SOURCE PASSAGE:
--- --- ---
The Parkway is a planned expressway to link Interstate 80 near Minooka with Interstate 88 in Kane County, and its route would wind through southeastern, central and northwestern portions of Kendall County, between Yorkville and Plano.
Former House Speaker Dennis Hastert, a Republican from Plano who previously represented Foster's district, placed $207 million in the 2005 federal transportation bill signed by then-President George W. Bush at the Caterpillar plant in Oswego Township. The state would have needed to kick in matching funding of about $41 million to receive the federal funds, according to the Illinois Department of Transportation.
However, Foster, D-Geneva, said last Friday that the project is not popular with his constituents and that he wants the money moved to the improvements on Route 47 and possibly U.S. Route 34.
"I've listened to people up and down the area, and I think it's fair to say that a great majority of them just don't think it is the thing we should be spending money on right now," he said. "I think there may be a need for a high-radius ring road around Chicago. But I think that the Prairie Parkway was only a small part of a coherent plan for a high-radius ring road and strikes a lot of people the wrong way to do the planning."
--- --- ---
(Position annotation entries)
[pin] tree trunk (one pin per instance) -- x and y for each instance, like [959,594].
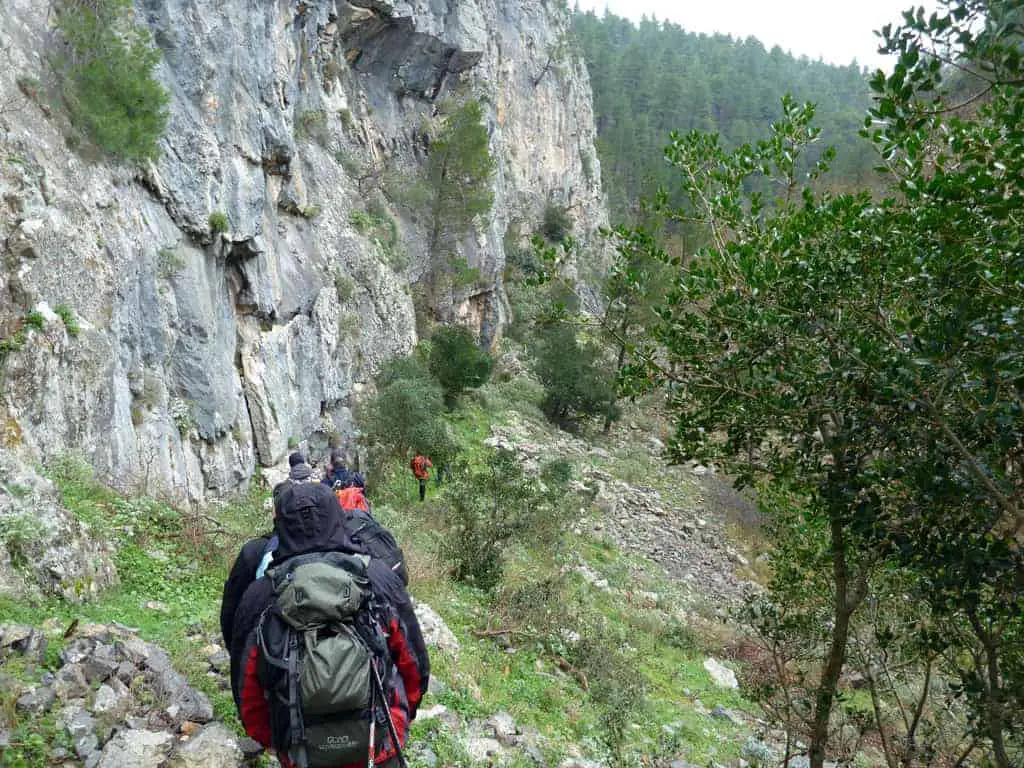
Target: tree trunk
[611,403]
[845,603]
[619,367]
[993,693]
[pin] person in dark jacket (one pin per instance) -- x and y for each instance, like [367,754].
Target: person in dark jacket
[337,475]
[309,519]
[243,573]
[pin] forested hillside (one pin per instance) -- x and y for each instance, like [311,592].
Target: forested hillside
[654,78]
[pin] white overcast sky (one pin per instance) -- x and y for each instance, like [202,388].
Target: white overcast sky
[837,31]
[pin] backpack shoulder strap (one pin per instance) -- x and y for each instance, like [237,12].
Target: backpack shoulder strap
[268,550]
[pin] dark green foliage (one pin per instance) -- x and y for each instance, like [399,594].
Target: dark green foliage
[865,355]
[35,320]
[218,222]
[615,682]
[67,314]
[457,361]
[107,77]
[492,507]
[556,225]
[404,418]
[653,78]
[578,381]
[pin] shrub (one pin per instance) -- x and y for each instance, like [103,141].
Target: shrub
[169,262]
[107,79]
[67,314]
[35,320]
[218,222]
[556,225]
[614,678]
[457,361]
[17,534]
[577,383]
[404,417]
[492,506]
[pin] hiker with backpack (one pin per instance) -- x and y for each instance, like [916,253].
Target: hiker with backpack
[328,662]
[368,532]
[421,470]
[337,475]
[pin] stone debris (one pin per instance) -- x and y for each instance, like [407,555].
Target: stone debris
[122,702]
[435,633]
[723,676]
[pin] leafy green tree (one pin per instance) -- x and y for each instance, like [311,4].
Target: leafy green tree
[494,505]
[107,72]
[866,353]
[578,383]
[457,361]
[404,417]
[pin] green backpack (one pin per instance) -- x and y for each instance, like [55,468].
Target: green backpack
[323,657]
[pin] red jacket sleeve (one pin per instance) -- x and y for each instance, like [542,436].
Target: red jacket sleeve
[409,670]
[255,710]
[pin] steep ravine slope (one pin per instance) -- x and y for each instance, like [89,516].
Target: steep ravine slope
[203,354]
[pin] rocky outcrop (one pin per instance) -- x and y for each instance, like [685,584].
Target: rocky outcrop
[684,536]
[193,318]
[120,700]
[44,551]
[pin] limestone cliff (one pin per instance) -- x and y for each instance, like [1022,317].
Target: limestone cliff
[201,354]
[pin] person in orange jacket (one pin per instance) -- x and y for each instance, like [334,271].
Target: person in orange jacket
[421,466]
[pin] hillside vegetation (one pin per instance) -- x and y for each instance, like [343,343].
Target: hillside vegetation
[652,78]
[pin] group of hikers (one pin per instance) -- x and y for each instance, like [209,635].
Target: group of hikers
[328,660]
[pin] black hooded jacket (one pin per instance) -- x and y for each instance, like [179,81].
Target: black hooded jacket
[309,519]
[243,573]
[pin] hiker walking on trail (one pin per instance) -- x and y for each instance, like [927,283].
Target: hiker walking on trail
[421,470]
[331,662]
[337,475]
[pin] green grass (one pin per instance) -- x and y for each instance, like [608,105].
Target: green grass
[167,555]
[528,683]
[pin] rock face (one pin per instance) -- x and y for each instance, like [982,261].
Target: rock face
[178,355]
[43,549]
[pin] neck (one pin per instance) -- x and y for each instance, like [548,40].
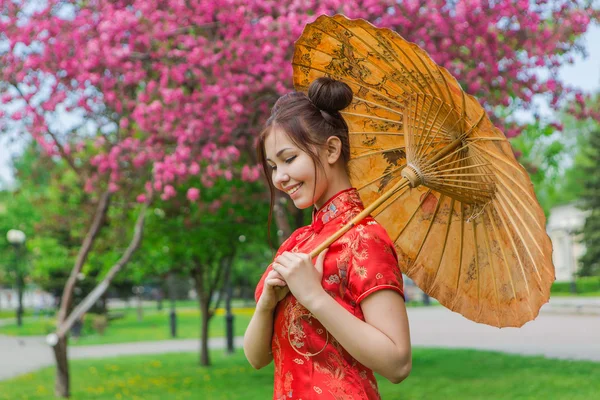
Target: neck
[337,183]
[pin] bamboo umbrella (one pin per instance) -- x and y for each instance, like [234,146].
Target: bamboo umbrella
[435,172]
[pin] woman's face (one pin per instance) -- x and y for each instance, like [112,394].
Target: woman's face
[293,171]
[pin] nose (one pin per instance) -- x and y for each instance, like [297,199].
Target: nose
[280,177]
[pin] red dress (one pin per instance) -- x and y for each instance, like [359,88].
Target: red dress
[309,362]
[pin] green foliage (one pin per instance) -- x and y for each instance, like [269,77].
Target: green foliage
[154,326]
[436,374]
[590,261]
[588,284]
[555,160]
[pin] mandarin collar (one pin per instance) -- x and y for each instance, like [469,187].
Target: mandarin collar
[337,205]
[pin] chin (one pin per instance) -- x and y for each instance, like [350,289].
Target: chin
[302,204]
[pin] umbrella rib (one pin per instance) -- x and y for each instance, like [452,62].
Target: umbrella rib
[441,174]
[476,258]
[439,129]
[400,194]
[410,60]
[413,215]
[380,106]
[525,206]
[385,73]
[432,166]
[394,55]
[370,117]
[399,104]
[462,168]
[517,255]
[504,200]
[474,182]
[437,207]
[423,137]
[460,254]
[377,152]
[468,188]
[377,133]
[380,177]
[504,259]
[488,249]
[445,243]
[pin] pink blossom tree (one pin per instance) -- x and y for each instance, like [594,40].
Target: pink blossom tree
[172,89]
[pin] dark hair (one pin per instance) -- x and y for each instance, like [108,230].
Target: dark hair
[309,120]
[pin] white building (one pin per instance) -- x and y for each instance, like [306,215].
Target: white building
[562,226]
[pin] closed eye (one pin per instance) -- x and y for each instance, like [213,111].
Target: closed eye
[287,161]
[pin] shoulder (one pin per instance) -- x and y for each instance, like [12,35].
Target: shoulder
[374,234]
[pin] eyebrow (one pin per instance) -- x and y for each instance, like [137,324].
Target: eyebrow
[280,151]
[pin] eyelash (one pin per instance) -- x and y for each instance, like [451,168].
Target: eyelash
[288,161]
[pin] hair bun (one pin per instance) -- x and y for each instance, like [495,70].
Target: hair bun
[329,95]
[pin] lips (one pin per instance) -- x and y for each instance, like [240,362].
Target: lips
[293,189]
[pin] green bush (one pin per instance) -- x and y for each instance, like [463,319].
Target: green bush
[587,284]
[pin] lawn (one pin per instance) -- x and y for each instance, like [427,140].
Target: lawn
[154,326]
[436,374]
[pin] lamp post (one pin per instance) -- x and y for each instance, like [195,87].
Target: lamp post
[570,225]
[172,313]
[17,238]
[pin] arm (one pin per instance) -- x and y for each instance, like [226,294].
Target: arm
[257,339]
[381,342]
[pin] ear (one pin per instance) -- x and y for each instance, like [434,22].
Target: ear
[334,149]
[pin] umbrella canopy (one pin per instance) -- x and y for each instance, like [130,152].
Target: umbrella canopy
[434,171]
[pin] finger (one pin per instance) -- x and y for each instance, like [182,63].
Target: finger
[274,274]
[320,261]
[275,282]
[279,268]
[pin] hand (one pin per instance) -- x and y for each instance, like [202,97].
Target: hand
[274,290]
[302,277]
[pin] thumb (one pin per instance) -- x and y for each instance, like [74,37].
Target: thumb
[320,261]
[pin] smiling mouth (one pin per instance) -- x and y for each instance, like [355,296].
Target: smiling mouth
[294,189]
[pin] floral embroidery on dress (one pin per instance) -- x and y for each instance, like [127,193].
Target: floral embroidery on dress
[306,357]
[333,279]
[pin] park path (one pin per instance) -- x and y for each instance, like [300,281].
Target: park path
[567,329]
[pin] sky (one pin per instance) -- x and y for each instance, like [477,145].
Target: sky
[583,74]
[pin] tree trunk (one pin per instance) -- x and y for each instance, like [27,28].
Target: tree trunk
[20,290]
[203,303]
[61,384]
[204,356]
[284,229]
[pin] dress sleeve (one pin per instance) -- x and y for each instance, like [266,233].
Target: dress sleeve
[377,267]
[287,244]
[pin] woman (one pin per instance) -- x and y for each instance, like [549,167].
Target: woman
[329,325]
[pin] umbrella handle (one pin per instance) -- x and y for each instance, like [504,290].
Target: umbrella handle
[398,186]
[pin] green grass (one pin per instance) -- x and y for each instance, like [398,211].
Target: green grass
[436,374]
[588,294]
[154,326]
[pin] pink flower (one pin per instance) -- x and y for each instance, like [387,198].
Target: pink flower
[193,194]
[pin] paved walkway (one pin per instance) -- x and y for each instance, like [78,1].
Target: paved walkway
[555,333]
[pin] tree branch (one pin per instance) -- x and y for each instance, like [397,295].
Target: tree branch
[99,290]
[67,296]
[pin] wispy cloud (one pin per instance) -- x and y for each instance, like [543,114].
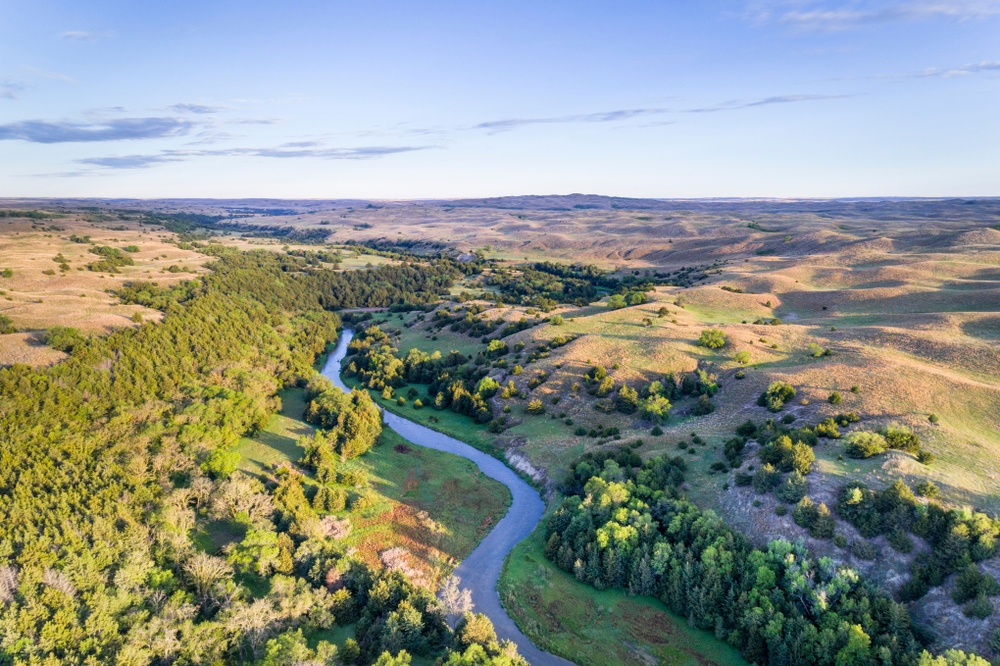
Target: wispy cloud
[254,121]
[119,129]
[10,89]
[187,107]
[34,71]
[984,67]
[767,101]
[84,36]
[282,152]
[128,161]
[817,16]
[602,117]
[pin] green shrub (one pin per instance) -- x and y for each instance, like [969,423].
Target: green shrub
[901,541]
[793,488]
[776,395]
[865,550]
[713,338]
[535,407]
[864,444]
[980,608]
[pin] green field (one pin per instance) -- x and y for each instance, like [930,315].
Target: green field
[435,504]
[599,627]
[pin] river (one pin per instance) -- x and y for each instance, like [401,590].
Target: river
[480,571]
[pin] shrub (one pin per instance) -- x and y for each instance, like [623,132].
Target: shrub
[793,488]
[536,407]
[703,407]
[766,479]
[865,444]
[980,608]
[865,550]
[972,583]
[713,338]
[901,541]
[776,395]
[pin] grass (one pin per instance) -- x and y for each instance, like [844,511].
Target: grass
[436,505]
[599,628]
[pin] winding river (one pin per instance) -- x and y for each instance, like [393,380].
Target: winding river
[480,571]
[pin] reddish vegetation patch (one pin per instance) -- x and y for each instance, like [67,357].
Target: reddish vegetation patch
[657,629]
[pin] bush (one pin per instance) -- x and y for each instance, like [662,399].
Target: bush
[980,608]
[536,407]
[703,407]
[776,395]
[766,479]
[793,489]
[901,541]
[713,338]
[865,550]
[865,444]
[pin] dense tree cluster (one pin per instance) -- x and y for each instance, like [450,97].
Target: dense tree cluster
[627,527]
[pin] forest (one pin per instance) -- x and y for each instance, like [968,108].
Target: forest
[112,460]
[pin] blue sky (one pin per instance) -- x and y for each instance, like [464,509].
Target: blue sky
[375,99]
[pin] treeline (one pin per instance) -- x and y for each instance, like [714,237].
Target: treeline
[627,527]
[452,382]
[117,463]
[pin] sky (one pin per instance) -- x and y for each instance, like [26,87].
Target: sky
[404,100]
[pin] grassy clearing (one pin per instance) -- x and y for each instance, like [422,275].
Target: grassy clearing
[599,628]
[436,505]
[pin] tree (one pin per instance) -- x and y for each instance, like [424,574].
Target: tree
[206,572]
[776,395]
[713,338]
[864,444]
[455,600]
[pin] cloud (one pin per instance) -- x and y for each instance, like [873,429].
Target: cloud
[984,67]
[43,131]
[34,71]
[603,117]
[84,36]
[254,121]
[146,161]
[186,107]
[128,161]
[767,101]
[10,89]
[817,16]
[363,153]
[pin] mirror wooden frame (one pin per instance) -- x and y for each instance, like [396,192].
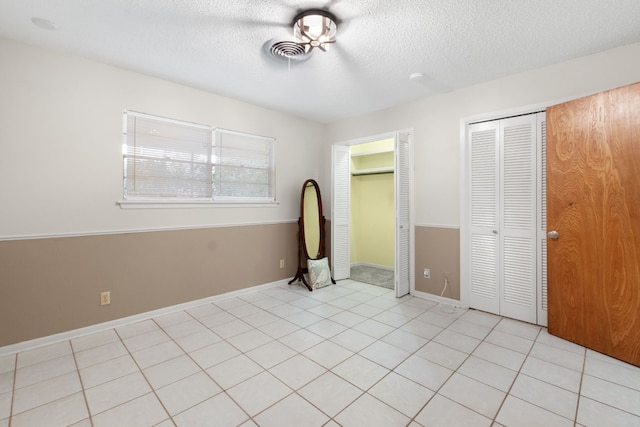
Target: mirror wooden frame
[303,253]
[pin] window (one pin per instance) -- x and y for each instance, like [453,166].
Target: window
[168,160]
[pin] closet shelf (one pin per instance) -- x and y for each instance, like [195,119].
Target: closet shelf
[372,171]
[368,153]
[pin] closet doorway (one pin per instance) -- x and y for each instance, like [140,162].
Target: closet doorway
[503,247]
[371,211]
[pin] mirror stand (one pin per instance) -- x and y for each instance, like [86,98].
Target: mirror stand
[311,223]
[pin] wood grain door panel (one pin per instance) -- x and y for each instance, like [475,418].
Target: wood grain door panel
[593,201]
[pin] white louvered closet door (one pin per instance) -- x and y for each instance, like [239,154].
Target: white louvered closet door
[340,252]
[518,213]
[403,223]
[505,244]
[542,224]
[483,204]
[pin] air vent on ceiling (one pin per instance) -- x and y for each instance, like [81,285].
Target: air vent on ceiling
[286,50]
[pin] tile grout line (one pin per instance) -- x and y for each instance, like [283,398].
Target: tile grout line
[84,394]
[13,389]
[584,365]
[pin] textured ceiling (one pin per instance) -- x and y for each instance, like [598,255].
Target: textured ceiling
[218,45]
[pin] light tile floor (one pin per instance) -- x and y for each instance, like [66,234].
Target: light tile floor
[345,355]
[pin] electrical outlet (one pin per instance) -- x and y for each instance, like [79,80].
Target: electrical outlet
[105,298]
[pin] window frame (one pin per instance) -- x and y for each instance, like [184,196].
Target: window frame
[175,201]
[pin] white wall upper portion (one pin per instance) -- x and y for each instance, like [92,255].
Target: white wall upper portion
[61,139]
[61,146]
[437,120]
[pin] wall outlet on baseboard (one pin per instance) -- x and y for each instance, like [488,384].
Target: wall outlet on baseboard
[105,298]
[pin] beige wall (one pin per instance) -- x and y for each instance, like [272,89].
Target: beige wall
[63,239]
[53,285]
[439,250]
[61,175]
[61,146]
[436,122]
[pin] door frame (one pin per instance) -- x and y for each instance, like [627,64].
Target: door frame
[465,191]
[363,140]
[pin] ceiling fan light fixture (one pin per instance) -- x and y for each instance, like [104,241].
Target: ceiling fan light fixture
[315,28]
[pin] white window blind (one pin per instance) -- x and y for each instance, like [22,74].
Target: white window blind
[168,160]
[243,167]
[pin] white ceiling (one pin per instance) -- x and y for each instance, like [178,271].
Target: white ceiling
[218,45]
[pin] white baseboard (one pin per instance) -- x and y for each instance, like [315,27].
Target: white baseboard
[437,298]
[75,333]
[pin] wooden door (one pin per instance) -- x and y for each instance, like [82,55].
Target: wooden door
[593,202]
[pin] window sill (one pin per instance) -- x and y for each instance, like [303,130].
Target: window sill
[190,204]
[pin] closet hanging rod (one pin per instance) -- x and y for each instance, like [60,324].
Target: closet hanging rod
[375,171]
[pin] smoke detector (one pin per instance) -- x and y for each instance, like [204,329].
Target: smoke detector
[286,50]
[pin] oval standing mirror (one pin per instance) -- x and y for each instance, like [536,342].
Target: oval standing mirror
[311,239]
[310,214]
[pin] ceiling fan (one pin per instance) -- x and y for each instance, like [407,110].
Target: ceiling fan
[312,28]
--- --- ---
DIRECTIONS:
(1) According to the passage on the Prairie Parkway, why does Foster want the money moved to other road projects? Answer in one to three sentences.
(2) In the passage on the Prairie Parkway, how much money did Dennis Hastert place in the 2005 federal transportation bill?
(3) Proceed with the passage on the Prairie Parkway, picking up after its final sentence.
These entries are separate from the passage on the Prairie Parkway.

EXPECTED OUTPUTS:
(1) Foster says the project is not popular with his constituents, and a great majority of them don't think it is what money should be spent on right now. He also says the parkway was only a small part of a coherent ring-road plan and strikes many people as the wrong way to do the planning.

(2) $207 million.

(3)
He continued, "Our office is doing what we can to take the money in the federal earmark and try to get it applied to improvements to Route 47, which is, I think, what people are most enthusiastic about, as a short-term funding priority."
Foster said he was unsure about a timetable as to when the funding would be moved.
"It takes a very long time to change that," he said. "I'm not even in a position in which I can even predict the time-scale in which we will succeed or fail."
Should the money be shifted, Foster said he wants to ensure that it doesn't "escape from the area" and is used in projects downstate or in the City of Chicago.
"We're also concerned and being careful that the money should not escape from the area, so if it moves from the Prairie Parkway corridor to Route 47, we don't want the money to escape to downtown or downstate," he said. "My fear would be that it gets lost in Springfield. That would be my biggest worry."
Foster said a portion of the funding could also be used for improvements on Route 34.
"The Prairie Parkway money is in two separate sections," he said. "There is an earmark that is the Route 34 exchange (along the Parkway route). And that is something where we may be able to use the existing earmark language and simply apply it to Route 34, which I think would be fine with everyone."
Foster cautioned, however, that any changes made to the federal funding legislation would be difficult to make.
"The money that was used to start procurement for construction of the Prairie Parkway, that money will require a wording change," he said. "Which is a difficult thing to do quickly. And sometimes at all."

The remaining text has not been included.